Page text –

_ _ _

Implement the rest of C++ [over.call.object], which permits the object

being called to be converted to a reference-to-function,
pointer-to-function, or reference-to-pointer-to-function. This is done
through "surrogate" candidate functions that model the conversions
from the object to the function (reference/pointer) and the
conversions in the arguments.



git-svn-id: https://llvm.org/svn/llvm-project/cfe/trunk@59674 91177308-0d34-0410-b5e6-96231b3b80d8

1 files changed, 153 insertions, 8 deletions

diff --git a/lib/Sema/SemaOverload.cpp b/lib/Sema/SemaOverload.cpp
index cadda5b440..77546fd246 100644
--- a/lib/Sema/SemaOverload.cpp
+++ b/lib/Sema/SemaOverload.cpp
@@ -1514,6 +1514,7 @@ Sema::AddOverloadCandidate(FunctionDecl *Function,
   CandidateSet.push_back(OverloadCandidate());
   OverloadCandidate& Candidate = CandidateSet.back();
   Candidate.Function = Function;
+  Candidate.IsSurrogate = false;
 
   unsigned NumArgsInProto = Proto->getNumArgs();
 
@@ -1589,6 +1590,7 @@ Sema::AddMethodCandidate(CXXMethodDecl *Method, Expr *Object,
   CandidateSet.push_back(OverloadCandidate());
   OverloadCandidate& Candidate = CandidateSet.back();
   Candidate.Function = Method;
+  Candidate.IsSurrogate = false;
 
   unsigned NumArgsInProto = Proto->getNumArgs();
 
@@ -1665,6 +1667,7 @@ Sema::AddConversionCandidate(CXXConversionDecl *Conversion,
   CandidateSet.push_back(OverloadCandidate());
   OverloadCandidate& Candidate = CandidateSet.back();
   Candidate.Function = Conversion;
+  Candidate.IsSurrogate = false;
   Candidate.FinalConversion.setAsIdentityConversion();
   Candidate.FinalConversion.FromTypePtr 
     = Conversion->getConversionType().getAsOpaquePtr();
@@ -1713,6 +1716,89 @@ Sema::AddConversionCandidate(CXXConversionDecl *Conversion,
   }
 }
 
+/// AddSurrogateCandidate - Adds a "surrogate" candidate function that
+/// converts the given @c Object to a function pointer via the
+/// conversion function @c Conversion, and then attempts to call it
+/// with the given arguments (C++ [over.call.object]p2-4). Proto is
+/// the type of function that we'll eventually be calling.

_ _ _

Directions –
• a. Update the commit text between "being called to" and "in the arguments.", inclusive, and write that passage out with "object" replaced by "instance".
• b. According to the commit text, how many insertions and deletions did the change make?

_ _ _

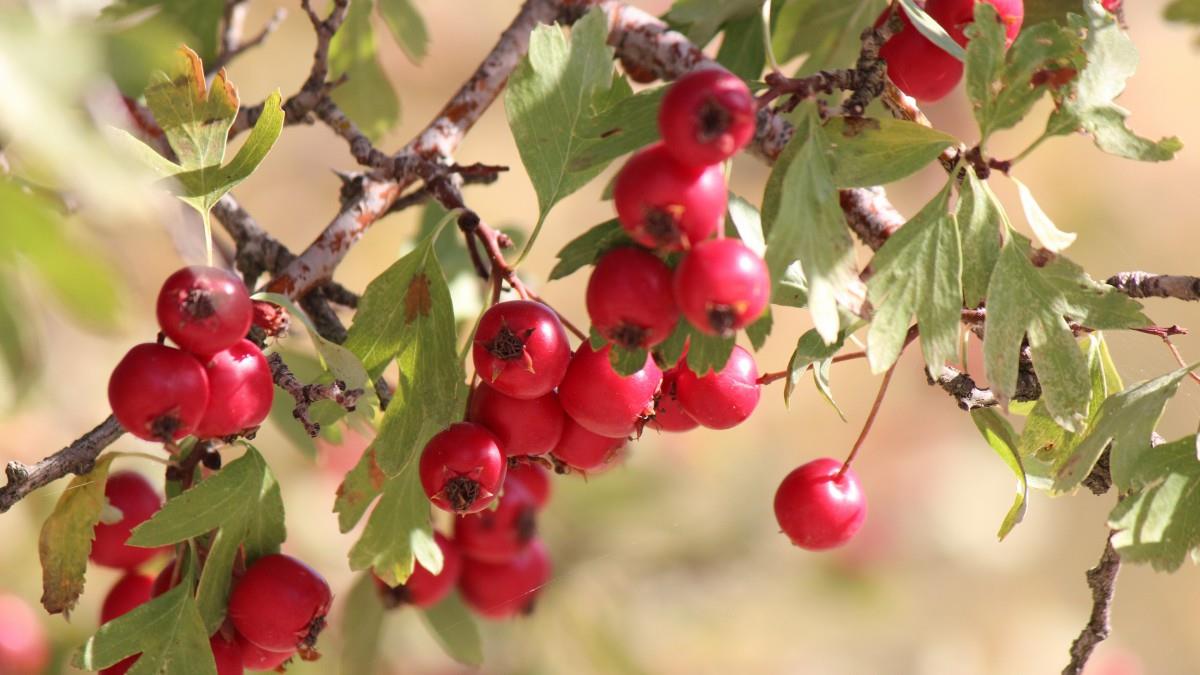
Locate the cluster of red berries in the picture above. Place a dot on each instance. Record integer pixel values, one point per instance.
(217, 384)
(276, 609)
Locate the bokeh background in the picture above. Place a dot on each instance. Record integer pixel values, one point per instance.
(672, 563)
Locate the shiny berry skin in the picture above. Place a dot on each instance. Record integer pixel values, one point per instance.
(816, 508)
(669, 413)
(280, 604)
(664, 204)
(521, 348)
(240, 387)
(534, 478)
(706, 117)
(204, 309)
(159, 393)
(137, 501)
(724, 399)
(24, 647)
(424, 589)
(499, 591)
(630, 300)
(499, 535)
(521, 426)
(603, 401)
(585, 451)
(721, 286)
(462, 469)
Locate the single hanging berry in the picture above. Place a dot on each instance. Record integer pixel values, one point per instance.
(521, 348)
(204, 309)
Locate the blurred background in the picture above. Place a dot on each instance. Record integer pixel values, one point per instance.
(672, 563)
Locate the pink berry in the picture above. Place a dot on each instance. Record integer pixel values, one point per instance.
(819, 508)
(721, 286)
(499, 591)
(521, 426)
(604, 401)
(723, 399)
(462, 469)
(521, 348)
(204, 309)
(707, 115)
(665, 204)
(630, 300)
(159, 393)
(241, 389)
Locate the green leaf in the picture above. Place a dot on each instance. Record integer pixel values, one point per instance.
(1000, 435)
(1158, 524)
(456, 631)
(65, 541)
(361, 627)
(918, 272)
(366, 96)
(167, 632)
(803, 221)
(1090, 105)
(873, 151)
(1126, 420)
(407, 27)
(549, 101)
(587, 248)
(1027, 300)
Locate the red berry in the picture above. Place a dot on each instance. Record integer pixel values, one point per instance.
(706, 117)
(585, 451)
(521, 348)
(724, 399)
(137, 500)
(280, 604)
(721, 286)
(241, 388)
(534, 478)
(24, 647)
(604, 401)
(204, 309)
(498, 536)
(159, 393)
(499, 591)
(630, 300)
(665, 204)
(462, 469)
(669, 413)
(521, 426)
(817, 508)
(255, 657)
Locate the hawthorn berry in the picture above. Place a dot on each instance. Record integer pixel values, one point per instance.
(723, 399)
(280, 604)
(499, 535)
(241, 389)
(721, 286)
(819, 506)
(204, 309)
(601, 400)
(706, 117)
(583, 451)
(629, 298)
(24, 647)
(499, 591)
(159, 393)
(521, 348)
(136, 500)
(521, 426)
(664, 204)
(424, 589)
(462, 467)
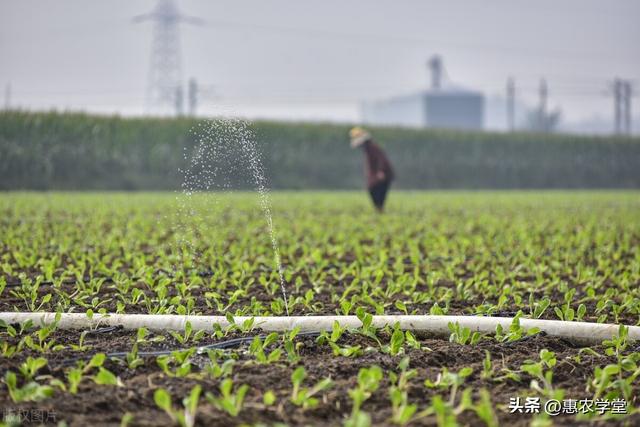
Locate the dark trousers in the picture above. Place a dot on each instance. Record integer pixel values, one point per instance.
(379, 193)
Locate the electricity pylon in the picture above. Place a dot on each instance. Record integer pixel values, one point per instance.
(164, 85)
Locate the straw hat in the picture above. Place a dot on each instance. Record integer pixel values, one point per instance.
(358, 136)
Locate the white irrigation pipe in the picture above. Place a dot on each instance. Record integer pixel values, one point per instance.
(579, 332)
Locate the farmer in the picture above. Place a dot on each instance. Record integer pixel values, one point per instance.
(378, 169)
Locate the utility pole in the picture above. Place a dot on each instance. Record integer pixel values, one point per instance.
(511, 104)
(193, 96)
(165, 68)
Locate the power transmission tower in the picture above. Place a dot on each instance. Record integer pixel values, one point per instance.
(617, 105)
(627, 106)
(511, 104)
(165, 68)
(435, 63)
(7, 96)
(193, 96)
(544, 94)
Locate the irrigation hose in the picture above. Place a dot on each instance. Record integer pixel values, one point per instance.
(575, 332)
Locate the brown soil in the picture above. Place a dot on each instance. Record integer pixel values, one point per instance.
(106, 405)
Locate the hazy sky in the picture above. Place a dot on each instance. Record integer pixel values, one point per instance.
(303, 59)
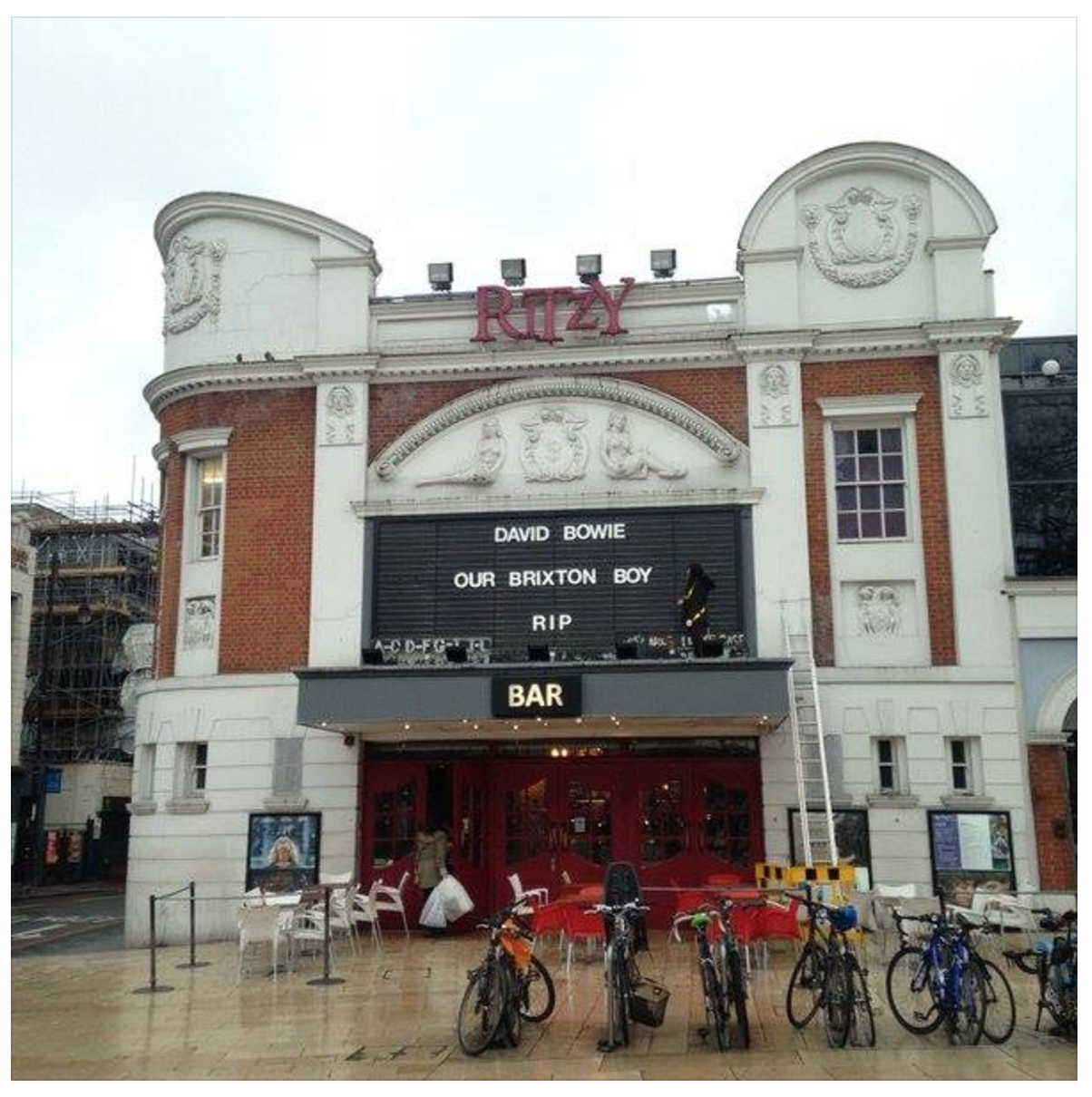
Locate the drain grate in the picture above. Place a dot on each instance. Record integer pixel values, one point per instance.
(390, 973)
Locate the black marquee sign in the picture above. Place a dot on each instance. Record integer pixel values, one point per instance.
(576, 581)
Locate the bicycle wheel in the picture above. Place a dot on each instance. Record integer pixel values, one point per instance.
(804, 994)
(736, 993)
(837, 1002)
(910, 992)
(863, 1024)
(537, 993)
(481, 1011)
(966, 1018)
(715, 1003)
(999, 1004)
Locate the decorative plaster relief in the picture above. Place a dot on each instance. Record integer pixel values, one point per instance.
(865, 238)
(191, 278)
(625, 460)
(967, 391)
(878, 611)
(554, 449)
(339, 422)
(625, 393)
(489, 459)
(199, 625)
(775, 397)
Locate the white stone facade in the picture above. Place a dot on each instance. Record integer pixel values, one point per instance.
(862, 254)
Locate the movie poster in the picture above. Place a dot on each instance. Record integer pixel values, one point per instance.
(282, 851)
(971, 852)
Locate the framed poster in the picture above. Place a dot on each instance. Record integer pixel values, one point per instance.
(282, 851)
(851, 832)
(970, 851)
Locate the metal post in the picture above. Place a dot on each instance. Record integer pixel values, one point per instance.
(327, 978)
(152, 986)
(194, 962)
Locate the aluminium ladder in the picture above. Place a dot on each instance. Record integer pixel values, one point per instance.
(814, 787)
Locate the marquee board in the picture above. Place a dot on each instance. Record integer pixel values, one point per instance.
(574, 581)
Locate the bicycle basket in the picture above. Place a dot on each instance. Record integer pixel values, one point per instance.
(648, 1003)
(844, 918)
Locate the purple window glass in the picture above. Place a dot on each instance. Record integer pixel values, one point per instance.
(869, 476)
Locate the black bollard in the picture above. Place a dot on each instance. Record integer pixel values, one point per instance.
(327, 978)
(194, 962)
(152, 986)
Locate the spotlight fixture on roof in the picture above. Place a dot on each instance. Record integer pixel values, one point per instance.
(663, 262)
(440, 277)
(589, 267)
(513, 271)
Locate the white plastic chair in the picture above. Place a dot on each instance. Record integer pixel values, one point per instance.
(390, 898)
(259, 925)
(534, 895)
(365, 908)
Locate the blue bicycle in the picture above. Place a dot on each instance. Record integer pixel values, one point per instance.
(940, 981)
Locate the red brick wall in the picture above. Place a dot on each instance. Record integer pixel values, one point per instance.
(882, 377)
(266, 593)
(720, 393)
(1050, 799)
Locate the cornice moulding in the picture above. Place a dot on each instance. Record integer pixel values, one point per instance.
(202, 438)
(202, 204)
(835, 407)
(769, 256)
(955, 243)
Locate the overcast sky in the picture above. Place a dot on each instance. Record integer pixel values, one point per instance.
(469, 141)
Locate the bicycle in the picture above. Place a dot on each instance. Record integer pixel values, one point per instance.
(827, 976)
(722, 981)
(623, 978)
(511, 986)
(1054, 963)
(941, 982)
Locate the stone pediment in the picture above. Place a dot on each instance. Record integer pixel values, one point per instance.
(559, 442)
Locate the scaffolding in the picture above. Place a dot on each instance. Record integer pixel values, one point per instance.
(95, 576)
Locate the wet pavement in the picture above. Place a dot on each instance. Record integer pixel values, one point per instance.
(395, 1017)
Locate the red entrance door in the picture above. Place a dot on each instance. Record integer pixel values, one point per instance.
(469, 845)
(393, 809)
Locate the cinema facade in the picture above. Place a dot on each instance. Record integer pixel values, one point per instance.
(423, 557)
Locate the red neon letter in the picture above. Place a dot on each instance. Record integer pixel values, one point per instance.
(612, 305)
(505, 302)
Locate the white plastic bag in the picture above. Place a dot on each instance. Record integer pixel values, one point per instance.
(448, 902)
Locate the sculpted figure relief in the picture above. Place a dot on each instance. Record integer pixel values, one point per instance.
(489, 459)
(554, 449)
(625, 460)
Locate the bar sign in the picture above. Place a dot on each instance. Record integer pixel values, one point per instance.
(537, 695)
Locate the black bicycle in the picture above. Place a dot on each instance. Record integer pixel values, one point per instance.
(511, 986)
(1054, 965)
(827, 976)
(629, 995)
(722, 980)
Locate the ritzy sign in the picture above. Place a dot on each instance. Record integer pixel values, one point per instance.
(538, 312)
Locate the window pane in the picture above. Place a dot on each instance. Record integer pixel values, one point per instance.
(871, 524)
(843, 442)
(892, 468)
(896, 523)
(892, 440)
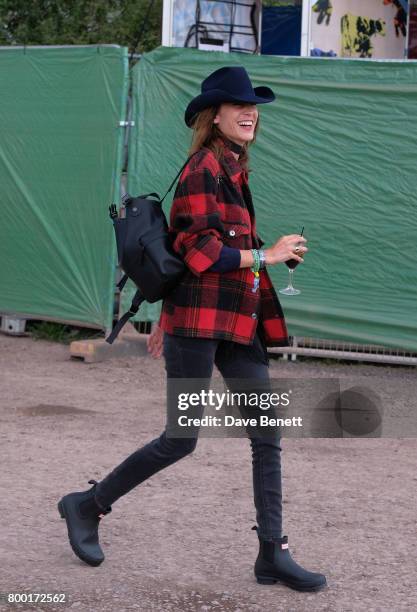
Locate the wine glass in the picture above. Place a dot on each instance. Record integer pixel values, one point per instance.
(292, 264)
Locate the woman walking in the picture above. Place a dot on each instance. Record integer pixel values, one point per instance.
(224, 311)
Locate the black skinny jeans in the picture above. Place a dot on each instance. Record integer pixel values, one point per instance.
(194, 358)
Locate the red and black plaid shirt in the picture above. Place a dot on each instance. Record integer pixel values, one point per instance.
(212, 206)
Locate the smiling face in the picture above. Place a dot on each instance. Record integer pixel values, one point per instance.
(237, 121)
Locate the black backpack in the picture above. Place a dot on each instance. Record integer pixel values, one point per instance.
(144, 249)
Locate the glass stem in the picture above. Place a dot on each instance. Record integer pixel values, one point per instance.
(291, 272)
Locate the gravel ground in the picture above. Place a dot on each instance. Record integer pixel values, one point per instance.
(182, 541)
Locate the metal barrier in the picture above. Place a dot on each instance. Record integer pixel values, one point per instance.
(318, 347)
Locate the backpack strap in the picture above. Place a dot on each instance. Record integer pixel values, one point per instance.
(178, 175)
(138, 298)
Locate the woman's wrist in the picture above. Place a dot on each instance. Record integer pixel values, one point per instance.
(246, 259)
(269, 259)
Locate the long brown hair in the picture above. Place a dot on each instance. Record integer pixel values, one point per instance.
(207, 134)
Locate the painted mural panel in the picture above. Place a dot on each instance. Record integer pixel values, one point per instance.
(359, 28)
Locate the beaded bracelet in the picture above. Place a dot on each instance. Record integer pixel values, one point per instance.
(255, 269)
(256, 261)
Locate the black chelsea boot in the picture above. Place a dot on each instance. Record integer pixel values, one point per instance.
(83, 514)
(275, 564)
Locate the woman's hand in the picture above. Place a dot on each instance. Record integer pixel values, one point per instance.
(284, 249)
(154, 341)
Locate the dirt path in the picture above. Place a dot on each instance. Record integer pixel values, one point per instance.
(182, 541)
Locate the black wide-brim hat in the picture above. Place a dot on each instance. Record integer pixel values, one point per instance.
(228, 84)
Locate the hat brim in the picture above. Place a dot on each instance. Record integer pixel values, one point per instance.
(214, 97)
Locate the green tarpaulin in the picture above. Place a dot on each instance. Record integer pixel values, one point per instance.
(336, 154)
(60, 167)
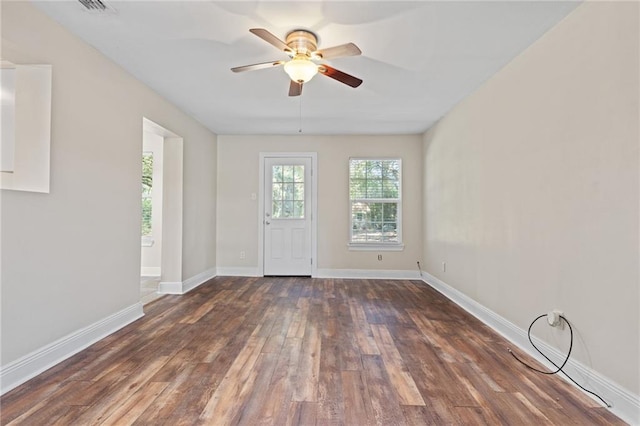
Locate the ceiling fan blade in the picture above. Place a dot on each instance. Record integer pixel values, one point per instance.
(342, 77)
(257, 66)
(295, 88)
(271, 39)
(348, 49)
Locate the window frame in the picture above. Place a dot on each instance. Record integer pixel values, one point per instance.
(377, 245)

_ _ _

Solutions to the tasks –
• a.
being called to be converted to a reference-to-function,
pointer-to-function, or reference-to-pointer-to-function. This is done
through "surrogate" candidate functions that model the conversions
from the instance to the function (reference/pointer) and the
conversions in the arguments.

• b. 153 insertions and 8 deletions.